What the task requires: Retype the complete listing exactly as it appears.

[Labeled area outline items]
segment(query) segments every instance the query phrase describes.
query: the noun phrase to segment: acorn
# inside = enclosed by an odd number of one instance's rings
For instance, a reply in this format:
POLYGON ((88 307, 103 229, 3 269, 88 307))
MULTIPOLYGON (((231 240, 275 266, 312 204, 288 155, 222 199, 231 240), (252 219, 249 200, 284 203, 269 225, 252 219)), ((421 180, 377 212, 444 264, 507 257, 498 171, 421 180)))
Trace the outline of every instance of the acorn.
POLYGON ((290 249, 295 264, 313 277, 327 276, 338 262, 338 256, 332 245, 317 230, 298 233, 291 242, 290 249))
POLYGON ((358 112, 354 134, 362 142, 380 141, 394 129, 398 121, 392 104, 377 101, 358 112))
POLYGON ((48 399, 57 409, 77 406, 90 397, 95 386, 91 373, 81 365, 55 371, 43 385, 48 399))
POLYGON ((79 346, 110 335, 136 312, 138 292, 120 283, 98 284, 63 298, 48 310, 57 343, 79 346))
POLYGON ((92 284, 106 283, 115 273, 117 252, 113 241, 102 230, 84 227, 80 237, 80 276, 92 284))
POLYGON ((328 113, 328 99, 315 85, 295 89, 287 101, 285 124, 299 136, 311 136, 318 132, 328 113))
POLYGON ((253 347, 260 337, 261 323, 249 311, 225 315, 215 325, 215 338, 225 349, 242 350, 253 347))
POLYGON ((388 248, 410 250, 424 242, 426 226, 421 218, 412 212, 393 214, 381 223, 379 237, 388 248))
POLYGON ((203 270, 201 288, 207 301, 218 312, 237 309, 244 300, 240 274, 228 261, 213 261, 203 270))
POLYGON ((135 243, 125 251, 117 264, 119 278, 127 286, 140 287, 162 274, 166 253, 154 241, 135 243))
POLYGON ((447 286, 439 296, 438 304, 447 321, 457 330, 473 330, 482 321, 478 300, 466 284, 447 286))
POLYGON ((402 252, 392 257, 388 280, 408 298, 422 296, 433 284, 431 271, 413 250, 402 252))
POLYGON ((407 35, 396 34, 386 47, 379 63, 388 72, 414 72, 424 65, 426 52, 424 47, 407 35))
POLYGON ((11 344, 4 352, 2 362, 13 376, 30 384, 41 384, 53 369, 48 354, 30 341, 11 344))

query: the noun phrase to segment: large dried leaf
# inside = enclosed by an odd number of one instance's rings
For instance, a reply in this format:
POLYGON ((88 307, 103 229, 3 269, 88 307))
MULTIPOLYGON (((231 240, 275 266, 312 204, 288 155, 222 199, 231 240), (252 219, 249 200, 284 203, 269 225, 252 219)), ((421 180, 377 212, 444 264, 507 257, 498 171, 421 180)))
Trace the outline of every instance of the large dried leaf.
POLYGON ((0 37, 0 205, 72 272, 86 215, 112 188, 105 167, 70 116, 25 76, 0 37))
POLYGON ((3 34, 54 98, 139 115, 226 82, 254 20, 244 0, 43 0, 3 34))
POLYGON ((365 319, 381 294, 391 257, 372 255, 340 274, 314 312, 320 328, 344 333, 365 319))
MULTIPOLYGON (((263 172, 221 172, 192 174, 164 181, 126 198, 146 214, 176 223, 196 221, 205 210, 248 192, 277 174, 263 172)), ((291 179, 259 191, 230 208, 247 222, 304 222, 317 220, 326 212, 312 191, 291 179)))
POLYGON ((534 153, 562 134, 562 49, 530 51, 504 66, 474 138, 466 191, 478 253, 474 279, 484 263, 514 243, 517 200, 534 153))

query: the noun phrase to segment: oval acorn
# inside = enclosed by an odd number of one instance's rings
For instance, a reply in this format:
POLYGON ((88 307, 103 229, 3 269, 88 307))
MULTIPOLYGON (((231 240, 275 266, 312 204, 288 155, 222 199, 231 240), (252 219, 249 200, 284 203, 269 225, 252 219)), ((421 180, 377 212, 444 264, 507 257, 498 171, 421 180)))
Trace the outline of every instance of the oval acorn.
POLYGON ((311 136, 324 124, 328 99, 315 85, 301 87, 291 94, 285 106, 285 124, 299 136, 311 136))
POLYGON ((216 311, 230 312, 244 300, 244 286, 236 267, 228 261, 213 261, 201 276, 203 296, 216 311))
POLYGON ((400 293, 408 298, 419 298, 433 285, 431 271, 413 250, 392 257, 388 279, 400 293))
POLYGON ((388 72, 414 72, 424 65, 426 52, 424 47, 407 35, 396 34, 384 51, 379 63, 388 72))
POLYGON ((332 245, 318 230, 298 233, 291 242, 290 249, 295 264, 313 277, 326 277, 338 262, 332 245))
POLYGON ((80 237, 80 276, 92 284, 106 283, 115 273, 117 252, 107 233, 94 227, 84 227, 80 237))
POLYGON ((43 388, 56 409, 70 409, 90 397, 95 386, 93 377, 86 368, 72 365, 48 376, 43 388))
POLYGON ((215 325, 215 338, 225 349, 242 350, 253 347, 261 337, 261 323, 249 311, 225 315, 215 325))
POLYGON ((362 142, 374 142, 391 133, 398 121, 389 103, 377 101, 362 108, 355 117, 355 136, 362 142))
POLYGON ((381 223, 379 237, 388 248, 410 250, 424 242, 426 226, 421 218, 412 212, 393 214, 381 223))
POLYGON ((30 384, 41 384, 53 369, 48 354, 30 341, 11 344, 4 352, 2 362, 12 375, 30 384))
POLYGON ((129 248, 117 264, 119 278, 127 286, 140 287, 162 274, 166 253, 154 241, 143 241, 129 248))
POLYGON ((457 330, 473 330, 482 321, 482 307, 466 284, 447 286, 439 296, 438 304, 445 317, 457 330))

Output of the exercise:
segment(query) segments every instance the query phrase describes.
query: the noun phrase to segment: acorn
# inside = enclosed by an odd number of one instance's rings
For instance, a reply in this format:
POLYGON ((88 307, 103 229, 3 269, 88 307))
MULTIPOLYGON (((231 240, 275 266, 312 204, 288 155, 222 199, 231 240), (252 219, 249 200, 284 203, 269 225, 252 219)), ((421 180, 377 212, 444 264, 507 257, 498 171, 421 180)))
Trace the outline of every instance of the acorn.
POLYGON ((290 249, 295 264, 313 277, 327 276, 338 262, 338 256, 332 245, 317 230, 298 233, 291 242, 290 249))
POLYGON ((358 112, 354 134, 362 142, 380 141, 394 129, 398 121, 392 104, 377 101, 358 112))
POLYGON ((48 399, 57 409, 77 406, 90 397, 95 386, 91 373, 81 365, 55 371, 43 385, 48 399))
POLYGON ((79 346, 110 335, 136 312, 138 292, 120 283, 98 284, 63 298, 48 310, 57 343, 79 346))
POLYGON ((92 284, 106 283, 115 273, 117 252, 113 241, 102 230, 84 227, 80 237, 80 276, 92 284))
POLYGON ((328 113, 328 99, 315 85, 295 89, 287 101, 285 124, 299 136, 311 136, 318 132, 328 113))
POLYGON ((253 347, 260 337, 261 323, 249 311, 225 315, 215 325, 215 338, 225 349, 242 350, 253 347))
POLYGON ((388 248, 410 250, 424 242, 426 226, 421 218, 412 212, 393 214, 381 223, 379 237, 388 248))
POLYGON ((203 270, 201 288, 207 301, 218 312, 237 309, 244 300, 240 274, 228 261, 213 261, 203 270))
POLYGON ((135 243, 125 251, 117 264, 119 278, 127 286, 140 287, 162 274, 166 253, 154 241, 135 243))
POLYGON ((447 286, 439 296, 438 304, 447 321, 457 330, 473 330, 482 321, 478 300, 466 284, 447 286))
POLYGON ((402 252, 392 257, 388 280, 408 298, 422 296, 433 284, 431 271, 413 250, 402 252))
POLYGON ((407 35, 396 34, 386 47, 379 63, 388 72, 414 72, 424 65, 426 52, 424 47, 407 35))
POLYGON ((11 344, 4 352, 2 362, 13 376, 30 384, 41 384, 53 369, 48 354, 30 341, 11 344))

query: the noun phrase to segment: large dried leaf
# inside = enclosed by an odd number of one instance's rings
For instance, a reply in this format:
POLYGON ((88 307, 103 229, 3 269, 88 307))
MULTIPOLYGON (((231 240, 275 266, 312 204, 288 155, 222 199, 231 240), (252 219, 249 200, 284 203, 269 225, 252 219)), ((421 180, 377 212, 444 264, 507 257, 498 171, 421 180)))
Trace the outline of every instance of the large dried leaf.
POLYGON ((0 37, 0 205, 72 272, 86 215, 112 188, 105 167, 70 116, 25 76, 0 37))
POLYGON ((3 34, 54 98, 139 115, 226 82, 254 20, 244 0, 43 0, 3 34))
POLYGON ((365 319, 381 294, 391 257, 372 255, 340 274, 314 312, 320 328, 344 333, 365 319))
MULTIPOLYGON (((263 172, 221 172, 192 174, 164 181, 126 198, 146 214, 176 223, 196 221, 205 210, 248 192, 277 174, 263 172)), ((291 179, 259 191, 230 208, 247 222, 304 222, 317 220, 326 212, 312 191, 291 179)))
POLYGON ((534 153, 562 134, 562 49, 530 51, 504 66, 474 138, 466 191, 478 253, 474 279, 484 263, 514 243, 517 200, 534 153))

query: the noun phrase to segment: oval acorn
# inside = enclosed by an odd number of one instance's rings
For instance, a reply in this format:
POLYGON ((88 307, 103 229, 3 269, 88 307))
MULTIPOLYGON (((231 240, 275 266, 312 204, 288 155, 222 199, 231 240), (252 219, 249 200, 284 203, 269 225, 252 219)), ((421 180, 377 212, 444 264, 507 257, 498 171, 421 180)))
Trace the outline of every instance of the oval acorn.
POLYGON ((311 136, 324 124, 328 99, 315 85, 301 87, 291 94, 285 106, 285 124, 299 136, 311 136))
POLYGON ((216 311, 230 312, 244 300, 244 286, 236 267, 228 261, 213 261, 201 276, 203 296, 216 311))
POLYGON ((400 293, 408 298, 419 298, 433 285, 431 271, 413 250, 392 257, 388 279, 400 293))
POLYGON ((388 72, 414 72, 424 65, 426 52, 424 47, 407 35, 396 34, 384 51, 379 63, 388 72))
POLYGON ((332 245, 318 230, 298 233, 291 242, 290 249, 295 264, 313 277, 326 277, 338 262, 332 245))
POLYGON ((80 237, 80 276, 92 284, 106 283, 115 273, 117 252, 107 233, 94 227, 84 227, 80 237))
POLYGON ((43 388, 56 409, 70 409, 90 397, 95 386, 93 377, 86 368, 72 365, 48 376, 43 388))
POLYGON ((215 325, 215 338, 225 349, 242 350, 253 347, 261 337, 261 323, 249 311, 225 315, 215 325))
POLYGON ((362 142, 374 142, 391 133, 398 121, 389 103, 377 101, 362 108, 355 117, 355 136, 362 142))
POLYGON ((381 223, 379 237, 388 248, 410 250, 424 242, 426 226, 421 218, 412 212, 393 214, 381 223))
POLYGON ((30 384, 41 384, 53 369, 48 354, 30 341, 11 344, 4 352, 2 362, 12 375, 30 384))
POLYGON ((129 248, 117 264, 119 278, 127 286, 140 287, 162 274, 166 253, 154 241, 143 241, 129 248))
POLYGON ((457 330, 473 330, 482 321, 482 307, 466 284, 447 286, 439 296, 438 304, 445 317, 457 330))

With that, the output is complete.